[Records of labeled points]
= = = = = = =
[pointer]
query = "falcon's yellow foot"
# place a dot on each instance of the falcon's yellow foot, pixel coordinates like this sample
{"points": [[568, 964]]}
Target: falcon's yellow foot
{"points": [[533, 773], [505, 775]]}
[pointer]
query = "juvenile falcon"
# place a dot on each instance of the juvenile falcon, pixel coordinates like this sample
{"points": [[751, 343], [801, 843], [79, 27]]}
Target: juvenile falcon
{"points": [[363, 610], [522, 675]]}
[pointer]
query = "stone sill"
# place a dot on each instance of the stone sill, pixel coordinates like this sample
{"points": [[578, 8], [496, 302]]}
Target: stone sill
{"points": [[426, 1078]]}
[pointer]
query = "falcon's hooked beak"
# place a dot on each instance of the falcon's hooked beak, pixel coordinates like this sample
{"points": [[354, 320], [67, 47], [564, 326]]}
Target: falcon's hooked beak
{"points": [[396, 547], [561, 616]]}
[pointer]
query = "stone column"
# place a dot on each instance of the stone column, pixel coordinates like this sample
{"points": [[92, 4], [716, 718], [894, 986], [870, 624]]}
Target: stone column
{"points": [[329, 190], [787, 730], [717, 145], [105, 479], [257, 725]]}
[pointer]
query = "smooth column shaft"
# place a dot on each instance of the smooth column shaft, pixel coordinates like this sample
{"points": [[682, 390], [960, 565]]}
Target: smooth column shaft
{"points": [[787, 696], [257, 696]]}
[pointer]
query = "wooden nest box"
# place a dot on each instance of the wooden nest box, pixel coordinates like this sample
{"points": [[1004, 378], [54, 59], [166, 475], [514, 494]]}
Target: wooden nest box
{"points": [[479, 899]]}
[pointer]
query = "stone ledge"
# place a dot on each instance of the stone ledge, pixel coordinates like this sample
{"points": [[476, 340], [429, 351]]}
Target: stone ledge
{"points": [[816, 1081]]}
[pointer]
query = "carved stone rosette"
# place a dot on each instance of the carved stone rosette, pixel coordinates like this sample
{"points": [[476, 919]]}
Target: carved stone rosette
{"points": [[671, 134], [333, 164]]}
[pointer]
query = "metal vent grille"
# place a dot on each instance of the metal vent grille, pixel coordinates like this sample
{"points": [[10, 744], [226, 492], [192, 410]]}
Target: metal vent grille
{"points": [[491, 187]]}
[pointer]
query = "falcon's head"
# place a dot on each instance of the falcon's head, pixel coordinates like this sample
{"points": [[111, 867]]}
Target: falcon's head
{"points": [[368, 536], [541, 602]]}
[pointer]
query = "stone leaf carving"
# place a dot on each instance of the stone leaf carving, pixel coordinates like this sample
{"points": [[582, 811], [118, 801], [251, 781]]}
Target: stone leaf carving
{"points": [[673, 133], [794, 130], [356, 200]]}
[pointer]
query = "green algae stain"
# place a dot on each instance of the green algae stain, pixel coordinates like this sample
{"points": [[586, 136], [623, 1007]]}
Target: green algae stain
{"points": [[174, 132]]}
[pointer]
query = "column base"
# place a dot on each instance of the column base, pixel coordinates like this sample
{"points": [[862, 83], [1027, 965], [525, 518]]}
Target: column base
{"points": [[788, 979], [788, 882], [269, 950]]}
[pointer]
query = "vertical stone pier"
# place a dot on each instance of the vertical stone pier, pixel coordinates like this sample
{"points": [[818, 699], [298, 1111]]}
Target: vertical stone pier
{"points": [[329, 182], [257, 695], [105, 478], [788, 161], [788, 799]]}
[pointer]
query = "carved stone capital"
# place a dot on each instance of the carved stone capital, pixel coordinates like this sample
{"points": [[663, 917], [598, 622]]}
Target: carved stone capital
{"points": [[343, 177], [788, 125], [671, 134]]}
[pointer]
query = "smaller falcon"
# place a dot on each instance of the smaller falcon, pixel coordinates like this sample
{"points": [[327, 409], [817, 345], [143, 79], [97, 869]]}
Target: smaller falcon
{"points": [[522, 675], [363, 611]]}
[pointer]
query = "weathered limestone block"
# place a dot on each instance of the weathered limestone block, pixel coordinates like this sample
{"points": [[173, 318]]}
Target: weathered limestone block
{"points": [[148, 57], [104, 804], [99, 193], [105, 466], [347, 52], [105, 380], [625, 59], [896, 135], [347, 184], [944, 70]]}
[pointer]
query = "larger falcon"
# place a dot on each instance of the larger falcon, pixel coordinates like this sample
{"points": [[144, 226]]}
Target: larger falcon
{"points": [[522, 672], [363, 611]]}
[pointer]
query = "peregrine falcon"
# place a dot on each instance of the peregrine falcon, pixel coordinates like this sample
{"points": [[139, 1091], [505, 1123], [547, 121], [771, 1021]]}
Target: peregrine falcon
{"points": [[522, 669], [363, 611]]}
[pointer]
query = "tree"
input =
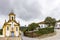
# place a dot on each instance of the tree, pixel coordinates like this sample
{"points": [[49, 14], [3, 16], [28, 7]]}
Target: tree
{"points": [[51, 21], [32, 26]]}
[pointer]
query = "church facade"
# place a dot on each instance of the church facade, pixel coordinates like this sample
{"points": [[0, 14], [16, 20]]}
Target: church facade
{"points": [[11, 27]]}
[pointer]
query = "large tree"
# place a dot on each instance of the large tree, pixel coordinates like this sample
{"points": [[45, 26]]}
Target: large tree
{"points": [[32, 26], [51, 21]]}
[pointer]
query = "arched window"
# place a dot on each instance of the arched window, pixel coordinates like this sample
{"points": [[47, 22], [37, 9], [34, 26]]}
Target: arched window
{"points": [[16, 28], [7, 28], [12, 18]]}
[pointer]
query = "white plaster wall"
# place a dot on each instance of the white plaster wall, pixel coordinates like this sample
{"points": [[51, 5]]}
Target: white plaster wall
{"points": [[57, 25], [43, 25], [17, 33], [7, 33]]}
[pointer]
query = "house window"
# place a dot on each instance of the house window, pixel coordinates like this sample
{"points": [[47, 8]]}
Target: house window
{"points": [[16, 28], [7, 28]]}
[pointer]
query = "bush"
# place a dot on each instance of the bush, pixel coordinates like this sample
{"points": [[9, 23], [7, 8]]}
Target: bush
{"points": [[46, 30], [39, 32]]}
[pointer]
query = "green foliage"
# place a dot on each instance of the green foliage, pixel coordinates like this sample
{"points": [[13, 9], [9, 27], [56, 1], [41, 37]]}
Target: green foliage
{"points": [[1, 31], [40, 32], [32, 26], [46, 30], [51, 21]]}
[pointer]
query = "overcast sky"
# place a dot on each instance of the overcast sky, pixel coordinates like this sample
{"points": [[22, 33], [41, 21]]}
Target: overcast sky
{"points": [[28, 11]]}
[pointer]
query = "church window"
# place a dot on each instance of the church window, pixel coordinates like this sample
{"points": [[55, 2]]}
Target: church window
{"points": [[12, 18], [7, 28], [16, 28]]}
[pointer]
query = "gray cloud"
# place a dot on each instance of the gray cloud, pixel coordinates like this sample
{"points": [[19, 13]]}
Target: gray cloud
{"points": [[28, 10]]}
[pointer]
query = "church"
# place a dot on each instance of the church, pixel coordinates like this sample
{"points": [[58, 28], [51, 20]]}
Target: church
{"points": [[11, 27]]}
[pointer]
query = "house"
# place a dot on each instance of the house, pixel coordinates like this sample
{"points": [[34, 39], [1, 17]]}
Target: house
{"points": [[57, 24], [11, 27], [43, 24]]}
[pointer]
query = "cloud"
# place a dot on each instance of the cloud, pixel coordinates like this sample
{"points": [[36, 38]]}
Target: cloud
{"points": [[28, 11]]}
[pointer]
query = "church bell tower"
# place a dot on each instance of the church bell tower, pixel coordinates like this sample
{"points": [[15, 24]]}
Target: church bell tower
{"points": [[11, 16]]}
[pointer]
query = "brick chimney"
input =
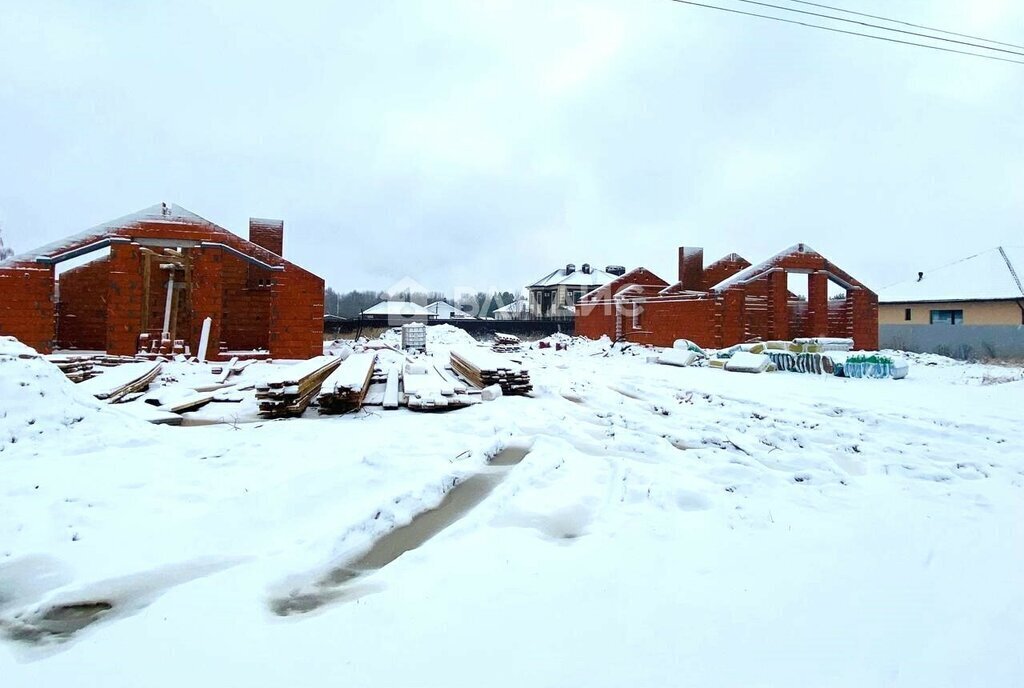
= = = = = = =
Tally how many lines in the listing above contain the string "nest", treating uppercase and lowercase as different, and give only that number.

Task response: 3